■ About this exercise:
Write out every record below exactly as it appears.

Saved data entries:
--------

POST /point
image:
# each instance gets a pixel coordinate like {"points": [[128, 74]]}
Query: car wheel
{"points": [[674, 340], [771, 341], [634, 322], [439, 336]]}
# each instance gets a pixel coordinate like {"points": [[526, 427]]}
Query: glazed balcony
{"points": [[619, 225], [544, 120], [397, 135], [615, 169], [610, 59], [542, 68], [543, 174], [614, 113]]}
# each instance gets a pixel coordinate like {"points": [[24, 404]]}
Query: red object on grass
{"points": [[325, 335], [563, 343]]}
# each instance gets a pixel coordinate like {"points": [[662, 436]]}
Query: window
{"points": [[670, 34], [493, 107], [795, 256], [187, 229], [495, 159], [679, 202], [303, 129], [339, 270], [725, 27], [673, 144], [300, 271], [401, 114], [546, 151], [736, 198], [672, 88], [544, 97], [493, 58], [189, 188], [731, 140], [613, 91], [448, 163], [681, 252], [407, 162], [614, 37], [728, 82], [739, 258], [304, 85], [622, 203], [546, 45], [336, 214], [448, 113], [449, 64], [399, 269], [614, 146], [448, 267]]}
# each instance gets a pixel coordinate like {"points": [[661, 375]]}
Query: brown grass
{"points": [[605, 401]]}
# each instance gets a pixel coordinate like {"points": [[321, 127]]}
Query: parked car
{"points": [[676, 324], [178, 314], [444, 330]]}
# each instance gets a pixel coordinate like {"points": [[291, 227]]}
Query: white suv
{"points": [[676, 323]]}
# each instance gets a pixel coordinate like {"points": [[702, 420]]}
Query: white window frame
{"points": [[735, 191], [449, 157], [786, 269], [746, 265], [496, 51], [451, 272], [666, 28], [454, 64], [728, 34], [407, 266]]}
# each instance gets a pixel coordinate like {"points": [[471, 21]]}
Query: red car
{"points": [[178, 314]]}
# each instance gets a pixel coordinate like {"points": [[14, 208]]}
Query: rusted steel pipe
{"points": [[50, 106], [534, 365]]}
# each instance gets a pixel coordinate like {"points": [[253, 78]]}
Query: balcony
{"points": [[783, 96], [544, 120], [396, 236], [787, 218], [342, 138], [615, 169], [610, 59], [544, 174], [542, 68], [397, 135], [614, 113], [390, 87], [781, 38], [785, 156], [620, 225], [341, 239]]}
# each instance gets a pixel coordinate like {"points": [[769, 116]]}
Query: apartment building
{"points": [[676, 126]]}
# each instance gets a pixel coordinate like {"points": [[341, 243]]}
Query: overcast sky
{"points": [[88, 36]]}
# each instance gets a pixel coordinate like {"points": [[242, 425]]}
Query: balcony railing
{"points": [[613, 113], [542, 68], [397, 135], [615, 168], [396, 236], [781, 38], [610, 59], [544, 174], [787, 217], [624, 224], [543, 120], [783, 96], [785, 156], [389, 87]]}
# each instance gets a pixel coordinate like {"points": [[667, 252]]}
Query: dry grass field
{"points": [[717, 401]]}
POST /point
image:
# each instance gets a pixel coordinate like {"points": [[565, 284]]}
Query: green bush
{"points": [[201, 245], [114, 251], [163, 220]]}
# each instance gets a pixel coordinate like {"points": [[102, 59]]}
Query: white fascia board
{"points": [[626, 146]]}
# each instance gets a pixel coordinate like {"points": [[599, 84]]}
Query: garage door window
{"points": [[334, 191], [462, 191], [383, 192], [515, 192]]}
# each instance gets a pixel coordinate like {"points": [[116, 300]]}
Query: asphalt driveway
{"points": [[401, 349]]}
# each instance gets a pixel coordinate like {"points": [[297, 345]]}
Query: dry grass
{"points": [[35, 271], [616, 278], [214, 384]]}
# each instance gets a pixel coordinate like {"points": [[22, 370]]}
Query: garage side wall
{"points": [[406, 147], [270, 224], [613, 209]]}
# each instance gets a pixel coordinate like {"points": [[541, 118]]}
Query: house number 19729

--------

■ Exercise solution:
POST /point
image:
# each instance gets a pixel coordinate like {"points": [[128, 74]]}
Query: car wheel
{"points": [[674, 340], [771, 341], [634, 322], [439, 336]]}
# each instance gets a pixel coordinate like {"points": [[526, 427]]}
Query: glazed balcony
{"points": [[619, 225], [544, 120], [397, 135], [615, 169], [610, 59], [542, 68], [543, 174], [614, 113]]}
# each instance gets a pixel coordinate like {"points": [[24, 404]]}
Query: red object on grass
{"points": [[325, 335], [563, 343]]}
# each instance gets a pixel coordinate like {"points": [[662, 436]]}
Query: window
{"points": [[670, 34], [493, 107], [795, 256], [187, 229], [495, 159], [679, 202], [303, 129], [339, 270], [725, 27], [673, 144], [300, 271], [401, 114], [546, 151], [736, 198], [672, 88], [544, 97], [493, 58], [189, 188], [731, 140], [613, 91], [448, 163], [681, 252], [407, 162], [614, 37], [728, 82], [739, 258], [304, 85], [622, 203], [546, 45], [336, 214], [448, 113], [449, 64], [399, 269], [614, 146], [448, 267]]}
# each instance gets a pixel coordinate like {"points": [[661, 375]]}
Query: brown grass
{"points": [[605, 401]]}
# each instance gets a pixel coordinate like {"points": [[321, 127]]}
Query: parked car
{"points": [[676, 324], [178, 314], [444, 330]]}
# each instance gets a pixel coordinate like {"points": [[291, 227]]}
Query: white suv
{"points": [[676, 323]]}
# each instance gets a pixel coordinate like {"points": [[702, 420]]}
Query: white window frame
{"points": [[735, 191], [449, 157], [786, 269], [746, 265], [496, 51], [451, 272], [666, 28], [454, 64], [728, 34], [407, 266]]}
# each instance gets a pixel coordinate like {"points": [[471, 21]]}
Query: red car
{"points": [[178, 314]]}
# each instance gets a pixel coordinate like {"points": [[14, 208]]}
Query: rusted steel pipe
{"points": [[50, 106], [534, 365]]}
# each instance gets a pixel coordinate like {"points": [[253, 78]]}
Query: balcony
{"points": [[783, 96], [544, 120], [396, 236], [787, 218], [342, 138], [615, 169], [610, 59], [544, 174], [542, 68], [397, 135], [614, 113], [390, 87], [781, 38], [785, 156], [620, 225], [341, 239]]}
# each instance gets a pixel coordinate like {"points": [[769, 116]]}
Query: apartment building
{"points": [[676, 126]]}
# each instance gets a pixel coordinate like {"points": [[341, 243]]}
Query: overcast sky
{"points": [[88, 36]]}
# each instance gets a pixel coordinate like {"points": [[242, 425]]}
Query: balcony railing
{"points": [[613, 113], [542, 68], [397, 135], [615, 168], [396, 236], [781, 38], [610, 59], [544, 174], [787, 217], [624, 224], [543, 120], [783, 96], [785, 156], [389, 87]]}
# each instance gets a pixel coordinate like {"points": [[667, 252]]}
Query: dry grass field
{"points": [[717, 401]]}
POST /point
image:
# each instance gets a pixel coordinate like {"points": [[565, 284]]}
Query: green bush
{"points": [[201, 245], [114, 251], [163, 220]]}
# each instance gets a pixel coordinate like {"points": [[102, 59]]}
Query: white fascia board
{"points": [[626, 146]]}
# each instance gets a pixel coordinate like {"points": [[599, 84]]}
Query: garage door window
{"points": [[334, 191], [462, 191], [383, 192], [515, 192]]}
# each instance gets a pixel coordinate like {"points": [[116, 300]]}
Query: asphalt driveway
{"points": [[401, 349]]}
# each instance gets a pixel coordinate like {"points": [[297, 345]]}
Query: dry grass
{"points": [[35, 271], [616, 278], [214, 384]]}
# each instance gets a pixel coordinate like {"points": [[22, 370]]}
Query: garage side wall
{"points": [[406, 147], [270, 224], [613, 209]]}
# each instance gets a pixel coordinate like {"points": [[541, 118]]}
Query: house number 19729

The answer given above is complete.